-- start Data rows --

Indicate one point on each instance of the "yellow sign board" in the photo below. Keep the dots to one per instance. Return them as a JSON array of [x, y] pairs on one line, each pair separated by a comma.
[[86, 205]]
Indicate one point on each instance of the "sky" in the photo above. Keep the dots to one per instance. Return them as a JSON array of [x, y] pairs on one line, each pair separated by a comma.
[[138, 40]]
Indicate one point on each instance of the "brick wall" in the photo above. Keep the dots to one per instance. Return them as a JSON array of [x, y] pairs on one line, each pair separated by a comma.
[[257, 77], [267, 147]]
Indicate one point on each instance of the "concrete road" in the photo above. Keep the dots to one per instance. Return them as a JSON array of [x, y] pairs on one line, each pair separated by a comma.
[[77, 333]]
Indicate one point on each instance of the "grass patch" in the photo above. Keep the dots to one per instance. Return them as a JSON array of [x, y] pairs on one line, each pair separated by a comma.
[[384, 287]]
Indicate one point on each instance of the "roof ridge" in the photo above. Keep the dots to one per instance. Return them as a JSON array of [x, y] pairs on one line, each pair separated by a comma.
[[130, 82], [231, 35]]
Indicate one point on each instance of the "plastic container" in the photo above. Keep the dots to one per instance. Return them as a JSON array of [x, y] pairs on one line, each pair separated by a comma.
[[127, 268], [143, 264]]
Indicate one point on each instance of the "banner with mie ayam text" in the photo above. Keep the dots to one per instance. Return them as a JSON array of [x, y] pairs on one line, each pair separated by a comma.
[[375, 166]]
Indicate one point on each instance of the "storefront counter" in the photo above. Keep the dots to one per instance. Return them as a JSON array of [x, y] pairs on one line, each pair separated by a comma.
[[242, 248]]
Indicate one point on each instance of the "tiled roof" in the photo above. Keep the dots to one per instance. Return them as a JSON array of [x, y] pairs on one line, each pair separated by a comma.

-- end Data rows --

▸ **Task prompt**:
Copy the records from their first line through the line containing "[[127, 268], [143, 264]]", swapping "dots" for "marks" and leaving everything else unchanged.

▸ **Right answer**:
Indicate one point on each instance of the "yellow sign board" in the photo below. Keep the marks to one per instance. Return them as a JSON array of [x, y] pairs on one line, each pair separated by a comma.
[[86, 205]]
Indicate one point on each instance of the "sky" in the photo above. Keep the marks to one per instance. Return them as a JSON array of [x, y] pairs on one line, each pair separated by a comma.
[[138, 40]]
Indicate one point on each instance of the "brick wall" in the photo above. Keep the marks to one per instance. Return them as a JSON array of [x, y] pairs on one line, each pair separated by a comma.
[[257, 77], [267, 147]]
Indicate one point on each instance of the "concrete road" in the photo above. Keep the marks to one per instance. Return them as a JSON array of [x, y] pairs on one line, each pair separated by a comma.
[[77, 333]]
Indicate one point on each instance of the "grass patch" in the photo above. Keep the marks to one per instance. Return them as a JSON array of [x, y] pairs on one line, each pair separated by a comma.
[[384, 287]]
Indicate one point on each instance of the "roof ridge" in the photo above. Keep the marks to one per instance. Return them as a JSON array of [x, y] pairs on one line, each pair separated by a comma.
[[130, 82], [231, 35]]
Indicate one point on each instance of the "plastic container" in the photo above. Keep the marks to one per instance. Return them as a JSON array of [x, y] pairs on one line, each pair separated by a comma.
[[127, 268], [143, 264]]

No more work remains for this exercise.